## EXERCISE TASK
Omit all pictures, then retype exactly the lines from the one that contains "Query: black glove" through the end of the listing.

○ ○ ○

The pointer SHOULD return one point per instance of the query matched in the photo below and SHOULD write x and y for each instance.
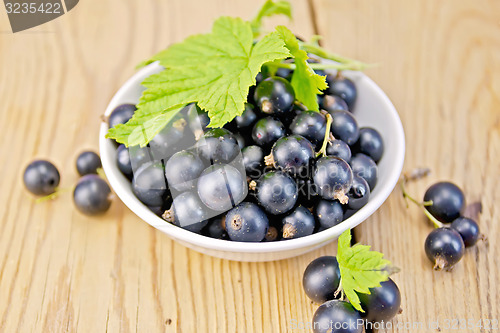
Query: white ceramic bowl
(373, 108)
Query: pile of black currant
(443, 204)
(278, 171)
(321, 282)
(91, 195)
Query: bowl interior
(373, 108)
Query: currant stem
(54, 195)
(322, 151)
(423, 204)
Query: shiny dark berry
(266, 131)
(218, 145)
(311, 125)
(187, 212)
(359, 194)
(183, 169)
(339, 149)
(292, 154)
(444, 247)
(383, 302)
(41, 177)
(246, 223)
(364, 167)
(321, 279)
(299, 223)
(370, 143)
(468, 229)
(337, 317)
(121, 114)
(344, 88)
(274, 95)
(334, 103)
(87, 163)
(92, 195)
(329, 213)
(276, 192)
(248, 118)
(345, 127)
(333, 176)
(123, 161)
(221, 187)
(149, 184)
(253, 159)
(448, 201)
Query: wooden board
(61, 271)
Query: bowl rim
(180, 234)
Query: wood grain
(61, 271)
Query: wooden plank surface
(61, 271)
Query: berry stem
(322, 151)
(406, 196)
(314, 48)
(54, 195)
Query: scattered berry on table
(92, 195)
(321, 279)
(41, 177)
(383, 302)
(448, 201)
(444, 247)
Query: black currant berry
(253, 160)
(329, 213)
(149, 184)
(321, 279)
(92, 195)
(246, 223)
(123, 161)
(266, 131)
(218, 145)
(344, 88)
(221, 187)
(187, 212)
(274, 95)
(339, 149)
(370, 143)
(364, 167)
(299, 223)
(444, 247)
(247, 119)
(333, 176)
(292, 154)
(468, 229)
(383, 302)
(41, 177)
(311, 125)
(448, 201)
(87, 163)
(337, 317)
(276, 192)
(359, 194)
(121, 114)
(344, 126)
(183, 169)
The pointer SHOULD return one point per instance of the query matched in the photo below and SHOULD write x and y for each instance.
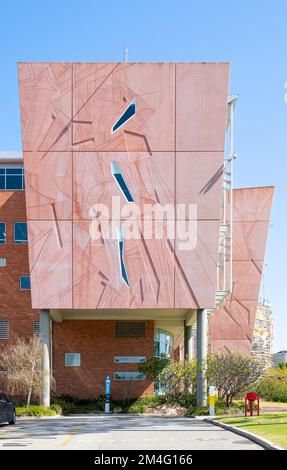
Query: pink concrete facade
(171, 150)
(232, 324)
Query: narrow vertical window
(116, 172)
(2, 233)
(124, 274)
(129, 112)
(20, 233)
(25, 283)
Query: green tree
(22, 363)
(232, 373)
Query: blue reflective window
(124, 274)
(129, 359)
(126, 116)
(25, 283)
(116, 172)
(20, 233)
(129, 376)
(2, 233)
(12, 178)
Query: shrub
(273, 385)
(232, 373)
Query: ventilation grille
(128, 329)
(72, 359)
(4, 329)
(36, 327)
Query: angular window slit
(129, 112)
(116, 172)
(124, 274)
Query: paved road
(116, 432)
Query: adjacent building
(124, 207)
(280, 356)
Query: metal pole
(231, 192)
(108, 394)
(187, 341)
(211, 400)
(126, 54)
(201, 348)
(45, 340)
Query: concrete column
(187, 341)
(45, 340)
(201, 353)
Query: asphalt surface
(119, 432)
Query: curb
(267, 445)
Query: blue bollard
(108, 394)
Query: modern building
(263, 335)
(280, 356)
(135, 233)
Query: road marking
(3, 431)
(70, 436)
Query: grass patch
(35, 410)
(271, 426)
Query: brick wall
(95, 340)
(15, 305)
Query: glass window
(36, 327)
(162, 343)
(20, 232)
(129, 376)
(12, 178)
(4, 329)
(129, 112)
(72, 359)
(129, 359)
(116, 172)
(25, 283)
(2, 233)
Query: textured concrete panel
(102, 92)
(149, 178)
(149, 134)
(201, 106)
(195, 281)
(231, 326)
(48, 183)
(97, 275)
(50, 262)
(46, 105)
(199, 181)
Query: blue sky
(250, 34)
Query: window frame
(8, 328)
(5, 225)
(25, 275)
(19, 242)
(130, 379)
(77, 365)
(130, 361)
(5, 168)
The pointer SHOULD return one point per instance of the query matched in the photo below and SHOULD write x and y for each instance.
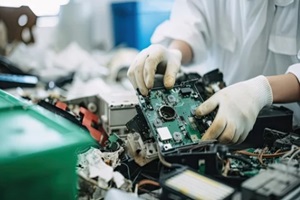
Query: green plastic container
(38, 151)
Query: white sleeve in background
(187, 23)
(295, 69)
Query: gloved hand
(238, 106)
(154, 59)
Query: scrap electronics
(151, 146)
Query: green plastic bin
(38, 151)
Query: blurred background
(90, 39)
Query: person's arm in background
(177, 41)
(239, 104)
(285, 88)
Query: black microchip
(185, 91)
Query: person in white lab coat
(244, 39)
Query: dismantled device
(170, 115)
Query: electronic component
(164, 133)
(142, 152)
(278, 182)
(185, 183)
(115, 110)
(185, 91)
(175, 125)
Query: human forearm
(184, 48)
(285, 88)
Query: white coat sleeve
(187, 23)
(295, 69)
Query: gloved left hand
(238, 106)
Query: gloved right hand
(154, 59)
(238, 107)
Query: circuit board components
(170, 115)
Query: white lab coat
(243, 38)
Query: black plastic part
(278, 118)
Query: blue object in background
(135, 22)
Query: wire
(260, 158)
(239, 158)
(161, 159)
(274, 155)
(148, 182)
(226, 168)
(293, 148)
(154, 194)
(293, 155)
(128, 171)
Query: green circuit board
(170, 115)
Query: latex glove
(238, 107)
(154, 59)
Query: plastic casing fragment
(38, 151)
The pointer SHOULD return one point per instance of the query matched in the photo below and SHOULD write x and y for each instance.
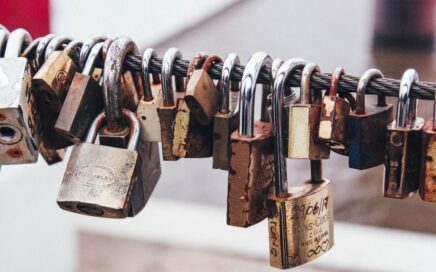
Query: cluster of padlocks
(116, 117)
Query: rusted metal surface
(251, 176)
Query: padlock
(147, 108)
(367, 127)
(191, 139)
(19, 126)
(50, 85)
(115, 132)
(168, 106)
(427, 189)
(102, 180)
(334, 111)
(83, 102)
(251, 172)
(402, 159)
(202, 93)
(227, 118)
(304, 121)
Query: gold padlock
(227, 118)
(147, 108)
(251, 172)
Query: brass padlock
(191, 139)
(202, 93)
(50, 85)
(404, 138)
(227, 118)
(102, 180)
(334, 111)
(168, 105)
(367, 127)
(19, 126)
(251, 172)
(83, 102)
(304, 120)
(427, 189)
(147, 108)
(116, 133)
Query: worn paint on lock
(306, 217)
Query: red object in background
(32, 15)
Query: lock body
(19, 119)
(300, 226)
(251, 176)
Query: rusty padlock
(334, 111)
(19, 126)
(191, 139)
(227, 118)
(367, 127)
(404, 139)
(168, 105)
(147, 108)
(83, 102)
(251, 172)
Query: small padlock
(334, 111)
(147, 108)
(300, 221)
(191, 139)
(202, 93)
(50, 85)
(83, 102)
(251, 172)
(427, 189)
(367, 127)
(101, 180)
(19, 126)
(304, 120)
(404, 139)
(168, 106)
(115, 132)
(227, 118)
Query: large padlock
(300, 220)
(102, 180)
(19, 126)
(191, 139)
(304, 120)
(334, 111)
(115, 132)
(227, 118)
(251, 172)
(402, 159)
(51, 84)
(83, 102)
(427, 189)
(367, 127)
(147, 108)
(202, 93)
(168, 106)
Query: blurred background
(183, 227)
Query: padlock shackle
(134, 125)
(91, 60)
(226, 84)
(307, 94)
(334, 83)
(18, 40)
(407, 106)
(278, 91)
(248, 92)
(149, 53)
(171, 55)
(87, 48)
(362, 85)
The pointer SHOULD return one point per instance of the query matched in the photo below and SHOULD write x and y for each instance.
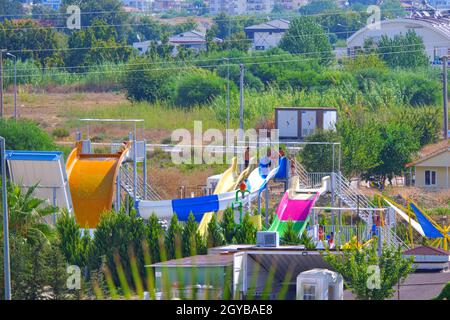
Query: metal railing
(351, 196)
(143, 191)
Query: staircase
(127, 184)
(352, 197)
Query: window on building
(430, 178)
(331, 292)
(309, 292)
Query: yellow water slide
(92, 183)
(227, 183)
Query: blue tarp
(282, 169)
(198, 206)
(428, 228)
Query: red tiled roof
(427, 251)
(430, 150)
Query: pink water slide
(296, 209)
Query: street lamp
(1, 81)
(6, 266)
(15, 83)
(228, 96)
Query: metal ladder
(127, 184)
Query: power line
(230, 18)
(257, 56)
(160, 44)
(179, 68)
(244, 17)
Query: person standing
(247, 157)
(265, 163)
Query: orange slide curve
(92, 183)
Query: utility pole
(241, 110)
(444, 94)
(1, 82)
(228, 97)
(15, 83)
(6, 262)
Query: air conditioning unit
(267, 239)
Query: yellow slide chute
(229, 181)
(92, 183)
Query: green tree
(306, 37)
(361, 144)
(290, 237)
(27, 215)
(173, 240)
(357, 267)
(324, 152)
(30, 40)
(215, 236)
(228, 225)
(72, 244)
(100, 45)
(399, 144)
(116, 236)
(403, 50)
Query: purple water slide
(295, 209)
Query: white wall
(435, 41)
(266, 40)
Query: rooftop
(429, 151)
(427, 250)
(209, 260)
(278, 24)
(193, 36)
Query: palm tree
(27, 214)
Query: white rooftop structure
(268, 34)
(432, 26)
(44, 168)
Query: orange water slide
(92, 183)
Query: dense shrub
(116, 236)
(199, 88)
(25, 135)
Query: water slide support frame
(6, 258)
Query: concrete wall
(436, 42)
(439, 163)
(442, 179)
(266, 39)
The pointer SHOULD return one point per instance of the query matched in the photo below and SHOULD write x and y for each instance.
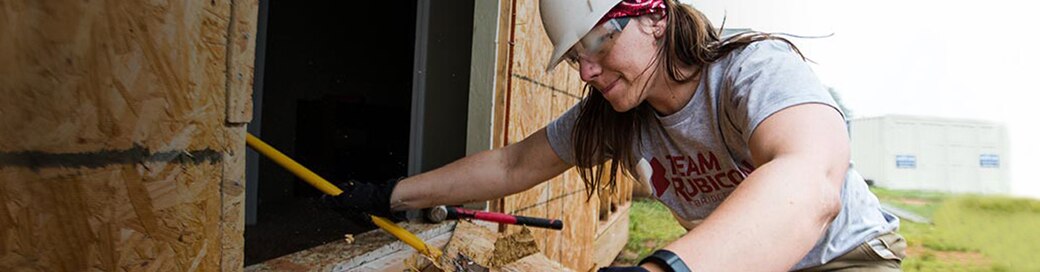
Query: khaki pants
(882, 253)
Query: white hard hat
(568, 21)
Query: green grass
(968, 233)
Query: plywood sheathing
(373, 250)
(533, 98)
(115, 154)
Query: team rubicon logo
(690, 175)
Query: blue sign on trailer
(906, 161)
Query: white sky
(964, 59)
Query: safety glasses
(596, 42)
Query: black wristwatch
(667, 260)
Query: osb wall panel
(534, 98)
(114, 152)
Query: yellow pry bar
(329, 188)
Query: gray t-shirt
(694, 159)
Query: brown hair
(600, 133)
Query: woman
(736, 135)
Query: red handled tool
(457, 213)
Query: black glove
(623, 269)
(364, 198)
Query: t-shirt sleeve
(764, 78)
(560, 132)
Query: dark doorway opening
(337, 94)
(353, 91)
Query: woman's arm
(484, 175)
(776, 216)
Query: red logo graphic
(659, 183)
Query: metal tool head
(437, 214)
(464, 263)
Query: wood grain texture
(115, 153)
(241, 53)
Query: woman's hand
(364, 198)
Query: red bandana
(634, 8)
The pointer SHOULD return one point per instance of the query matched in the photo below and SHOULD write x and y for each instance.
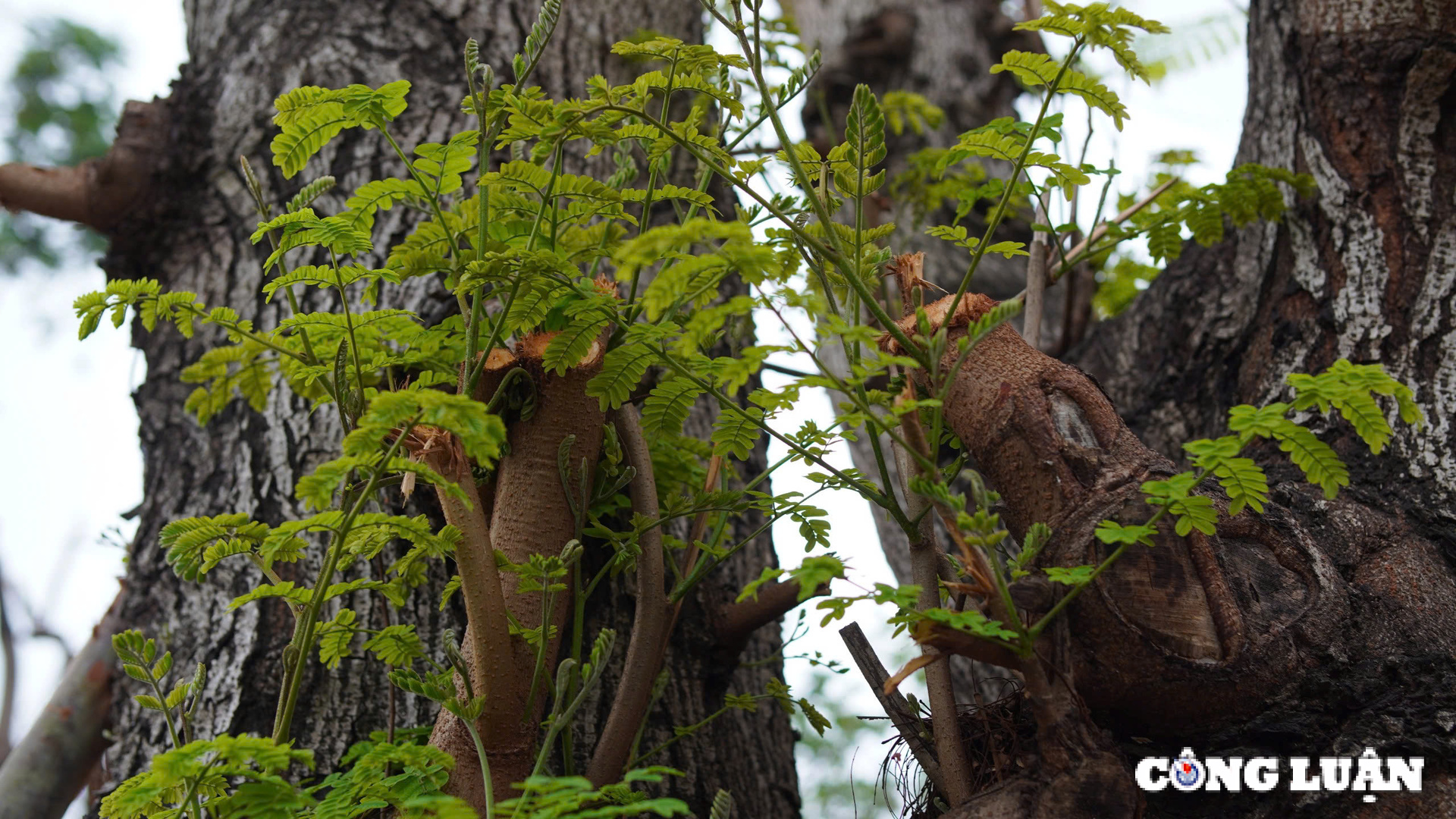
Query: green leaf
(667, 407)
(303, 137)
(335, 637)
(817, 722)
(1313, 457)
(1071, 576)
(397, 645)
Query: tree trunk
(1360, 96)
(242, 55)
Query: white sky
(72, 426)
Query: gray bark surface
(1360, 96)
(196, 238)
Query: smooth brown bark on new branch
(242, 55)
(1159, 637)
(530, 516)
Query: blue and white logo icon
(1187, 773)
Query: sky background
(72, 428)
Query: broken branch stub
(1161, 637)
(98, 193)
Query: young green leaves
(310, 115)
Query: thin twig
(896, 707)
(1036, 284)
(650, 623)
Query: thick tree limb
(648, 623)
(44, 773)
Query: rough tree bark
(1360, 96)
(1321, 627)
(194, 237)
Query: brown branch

○ ○ ○

## RESULT OF THE TASK
Query: black glove
(623, 269)
(364, 198)
Query: t-shirt sleeve
(764, 78)
(560, 132)
Query: dark doorway opening
(337, 94)
(353, 91)
Query: woman's arm
(484, 175)
(776, 216)
Query: red logo graphic
(659, 183)
Query: metal tool head
(437, 214)
(464, 263)
Query: wood grain texture
(115, 153)
(241, 53)
Query: woman's hand
(364, 198)
Query: red bandana
(634, 8)
The pointer SHOULD return one point per instance of the query matched in the photo below and SHOULD write x and y for each instance.
Query: green leaf
(667, 407)
(303, 137)
(335, 637)
(817, 722)
(1313, 457)
(1071, 576)
(397, 645)
Query: tree trunk
(1360, 96)
(242, 55)
Query: white sky
(72, 426)
Query: gray bark surface
(1360, 96)
(196, 238)
Query: smooth brown bark on new branch
(242, 55)
(1159, 637)
(530, 516)
Query: blue and white logo icon
(1187, 773)
Query: sky background
(72, 428)
Query: broken branch stub
(1161, 637)
(98, 193)
Query: young green leaves
(310, 115)
Query: thin twig
(896, 707)
(1036, 284)
(650, 623)
Query: thick tree limb
(648, 623)
(44, 773)
Query: rough tree bark
(1360, 96)
(1321, 627)
(194, 237)
Query: brown branch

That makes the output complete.